• **Assignment**
Please give back only the lines below from the one containing "Target: ceiling" to the one containing "One point per instance, each like (714, 494).", each repeated word for word, both ends included.

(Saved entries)
Start of Block

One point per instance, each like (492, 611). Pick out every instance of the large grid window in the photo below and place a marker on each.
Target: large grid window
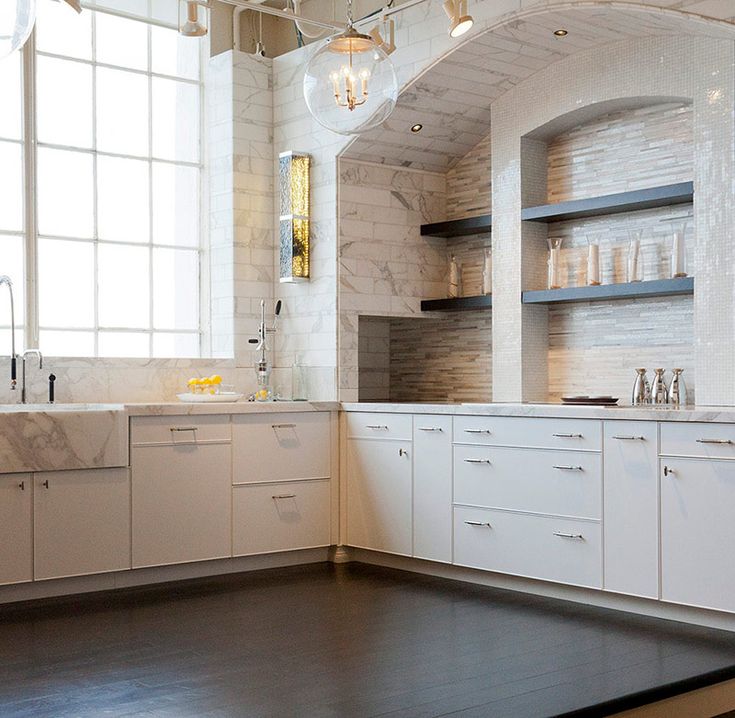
(117, 214)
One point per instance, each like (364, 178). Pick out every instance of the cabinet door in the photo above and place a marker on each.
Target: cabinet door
(379, 495)
(698, 532)
(81, 522)
(16, 561)
(630, 523)
(432, 488)
(280, 517)
(181, 503)
(281, 447)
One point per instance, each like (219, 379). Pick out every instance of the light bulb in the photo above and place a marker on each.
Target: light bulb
(349, 84)
(16, 22)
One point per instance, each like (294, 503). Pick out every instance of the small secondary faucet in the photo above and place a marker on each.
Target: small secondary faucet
(5, 279)
(28, 352)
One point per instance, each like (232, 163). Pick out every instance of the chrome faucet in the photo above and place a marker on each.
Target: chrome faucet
(28, 352)
(5, 279)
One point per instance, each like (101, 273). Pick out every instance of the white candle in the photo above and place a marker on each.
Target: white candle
(593, 264)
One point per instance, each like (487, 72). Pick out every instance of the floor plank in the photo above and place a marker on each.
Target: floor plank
(327, 641)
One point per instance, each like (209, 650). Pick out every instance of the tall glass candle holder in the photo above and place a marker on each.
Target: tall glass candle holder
(678, 253)
(593, 262)
(554, 262)
(635, 258)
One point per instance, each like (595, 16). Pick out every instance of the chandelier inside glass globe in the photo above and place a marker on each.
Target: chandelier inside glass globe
(16, 22)
(350, 85)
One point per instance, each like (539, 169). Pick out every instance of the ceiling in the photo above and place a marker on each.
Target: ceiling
(452, 98)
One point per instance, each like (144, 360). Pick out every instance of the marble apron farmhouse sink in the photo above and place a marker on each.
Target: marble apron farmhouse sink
(52, 437)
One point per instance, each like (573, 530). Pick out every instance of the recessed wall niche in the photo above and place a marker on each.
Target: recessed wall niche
(594, 347)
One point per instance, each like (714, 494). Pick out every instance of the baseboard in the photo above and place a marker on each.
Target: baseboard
(160, 574)
(590, 597)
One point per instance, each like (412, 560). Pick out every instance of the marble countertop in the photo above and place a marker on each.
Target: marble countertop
(722, 414)
(180, 408)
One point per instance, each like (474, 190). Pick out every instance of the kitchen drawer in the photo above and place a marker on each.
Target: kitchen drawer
(567, 483)
(574, 434)
(366, 425)
(716, 441)
(280, 517)
(179, 429)
(281, 447)
(553, 549)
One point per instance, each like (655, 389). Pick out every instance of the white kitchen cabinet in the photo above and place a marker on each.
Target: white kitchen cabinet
(281, 447)
(81, 522)
(567, 483)
(16, 539)
(182, 490)
(631, 525)
(432, 487)
(545, 547)
(379, 504)
(698, 532)
(280, 517)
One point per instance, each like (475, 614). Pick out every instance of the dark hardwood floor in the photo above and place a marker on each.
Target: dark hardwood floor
(342, 641)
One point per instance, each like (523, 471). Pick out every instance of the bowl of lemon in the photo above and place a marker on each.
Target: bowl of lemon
(208, 389)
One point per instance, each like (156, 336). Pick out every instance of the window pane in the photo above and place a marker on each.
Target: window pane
(10, 91)
(122, 112)
(62, 31)
(175, 120)
(173, 54)
(122, 199)
(66, 283)
(124, 344)
(11, 186)
(11, 251)
(67, 344)
(65, 193)
(175, 345)
(175, 284)
(175, 205)
(123, 282)
(64, 115)
(121, 42)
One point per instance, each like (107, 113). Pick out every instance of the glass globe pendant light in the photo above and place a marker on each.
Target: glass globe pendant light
(16, 22)
(350, 85)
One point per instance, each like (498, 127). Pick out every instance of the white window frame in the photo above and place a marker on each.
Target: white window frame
(29, 143)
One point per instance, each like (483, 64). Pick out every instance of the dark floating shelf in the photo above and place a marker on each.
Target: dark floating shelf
(631, 290)
(663, 196)
(458, 227)
(460, 304)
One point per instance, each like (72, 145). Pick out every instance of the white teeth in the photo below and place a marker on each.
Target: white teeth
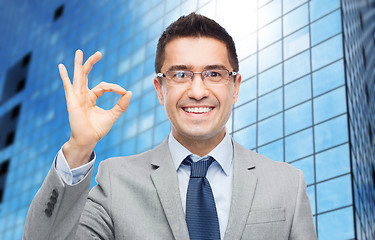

End of Block

• **Reply to the exercise**
Target: ceiling
(452, 98)
One point per instance, each like (144, 360). Pick out every instance of the marble apron farmhouse sink in the photo above and place a marker on each.
Target: marble apron farmhouse sink
(52, 437)
One point per instance, each like (573, 530). Pick out every instance of the recessed wall niche in the photo above and place a marker on each.
Target: recessed wall niche
(594, 347)
One point per instance, each like (714, 494). Pick out every instance of the baseboard in the photo above and place a marker on each.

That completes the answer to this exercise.